▶ _Work to do_
From the entries below, pick out every line that contains the word "marking" and copy each of those lines.

▶ _Record set_

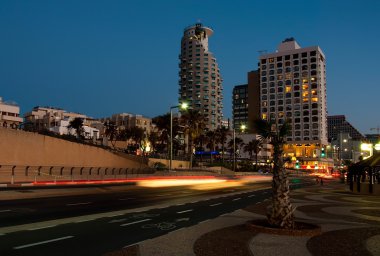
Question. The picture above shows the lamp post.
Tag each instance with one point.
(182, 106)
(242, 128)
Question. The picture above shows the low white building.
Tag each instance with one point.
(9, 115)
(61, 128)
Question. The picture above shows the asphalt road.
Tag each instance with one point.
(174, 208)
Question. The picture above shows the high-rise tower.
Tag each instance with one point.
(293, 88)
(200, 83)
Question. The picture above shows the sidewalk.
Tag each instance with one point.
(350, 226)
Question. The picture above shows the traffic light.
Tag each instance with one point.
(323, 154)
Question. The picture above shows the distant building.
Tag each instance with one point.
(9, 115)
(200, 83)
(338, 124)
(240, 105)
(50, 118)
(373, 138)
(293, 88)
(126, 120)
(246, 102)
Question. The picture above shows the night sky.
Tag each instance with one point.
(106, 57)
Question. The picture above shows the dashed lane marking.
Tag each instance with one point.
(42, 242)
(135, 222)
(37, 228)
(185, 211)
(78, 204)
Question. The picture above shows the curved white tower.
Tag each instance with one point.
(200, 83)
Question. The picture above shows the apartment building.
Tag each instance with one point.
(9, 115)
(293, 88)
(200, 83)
* * *
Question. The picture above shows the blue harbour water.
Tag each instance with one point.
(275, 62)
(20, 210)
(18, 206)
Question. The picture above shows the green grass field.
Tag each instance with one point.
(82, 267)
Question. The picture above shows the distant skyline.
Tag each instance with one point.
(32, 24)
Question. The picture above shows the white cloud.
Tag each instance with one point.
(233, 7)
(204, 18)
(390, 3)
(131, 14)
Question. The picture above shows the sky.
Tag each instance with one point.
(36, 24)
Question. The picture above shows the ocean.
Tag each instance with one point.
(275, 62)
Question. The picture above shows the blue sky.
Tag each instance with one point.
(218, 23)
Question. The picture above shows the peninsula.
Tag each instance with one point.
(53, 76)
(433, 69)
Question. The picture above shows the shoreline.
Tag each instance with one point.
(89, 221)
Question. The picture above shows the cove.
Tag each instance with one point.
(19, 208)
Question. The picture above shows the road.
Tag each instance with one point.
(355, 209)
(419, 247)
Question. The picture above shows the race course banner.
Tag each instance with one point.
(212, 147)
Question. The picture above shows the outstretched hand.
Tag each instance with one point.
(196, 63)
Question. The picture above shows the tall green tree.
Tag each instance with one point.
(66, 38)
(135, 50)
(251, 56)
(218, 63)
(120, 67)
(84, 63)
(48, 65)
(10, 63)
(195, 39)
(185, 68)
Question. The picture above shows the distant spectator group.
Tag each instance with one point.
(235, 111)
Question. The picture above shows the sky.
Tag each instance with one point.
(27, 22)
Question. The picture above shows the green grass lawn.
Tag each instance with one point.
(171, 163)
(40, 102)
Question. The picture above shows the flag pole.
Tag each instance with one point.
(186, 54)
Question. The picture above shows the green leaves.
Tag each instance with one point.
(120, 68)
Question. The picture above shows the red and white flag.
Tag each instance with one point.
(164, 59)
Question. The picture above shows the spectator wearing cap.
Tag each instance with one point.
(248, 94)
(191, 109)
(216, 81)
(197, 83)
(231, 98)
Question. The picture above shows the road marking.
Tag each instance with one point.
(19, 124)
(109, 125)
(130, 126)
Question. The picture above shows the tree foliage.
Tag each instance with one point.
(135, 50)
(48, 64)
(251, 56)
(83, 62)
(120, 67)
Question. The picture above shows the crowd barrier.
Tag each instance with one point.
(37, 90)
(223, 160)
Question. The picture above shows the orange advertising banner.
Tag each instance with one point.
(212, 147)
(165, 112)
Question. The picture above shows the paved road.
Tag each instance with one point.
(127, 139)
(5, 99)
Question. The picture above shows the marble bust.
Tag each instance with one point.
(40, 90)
---
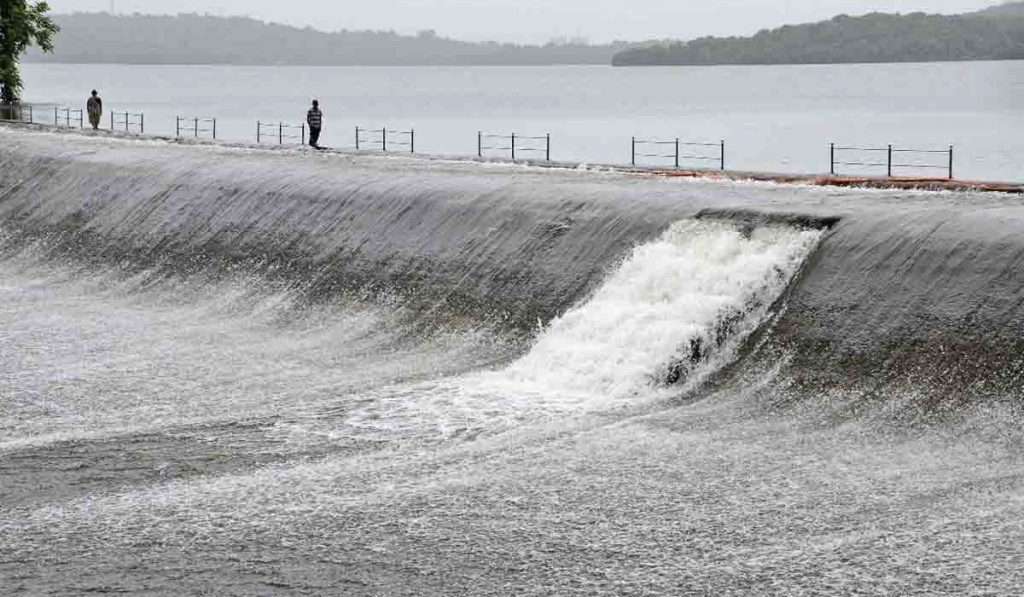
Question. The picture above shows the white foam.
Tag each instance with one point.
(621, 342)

▶ _Result_
Question. The picture above shows the dashed lane marking.
Question. The picture above shows the road marking.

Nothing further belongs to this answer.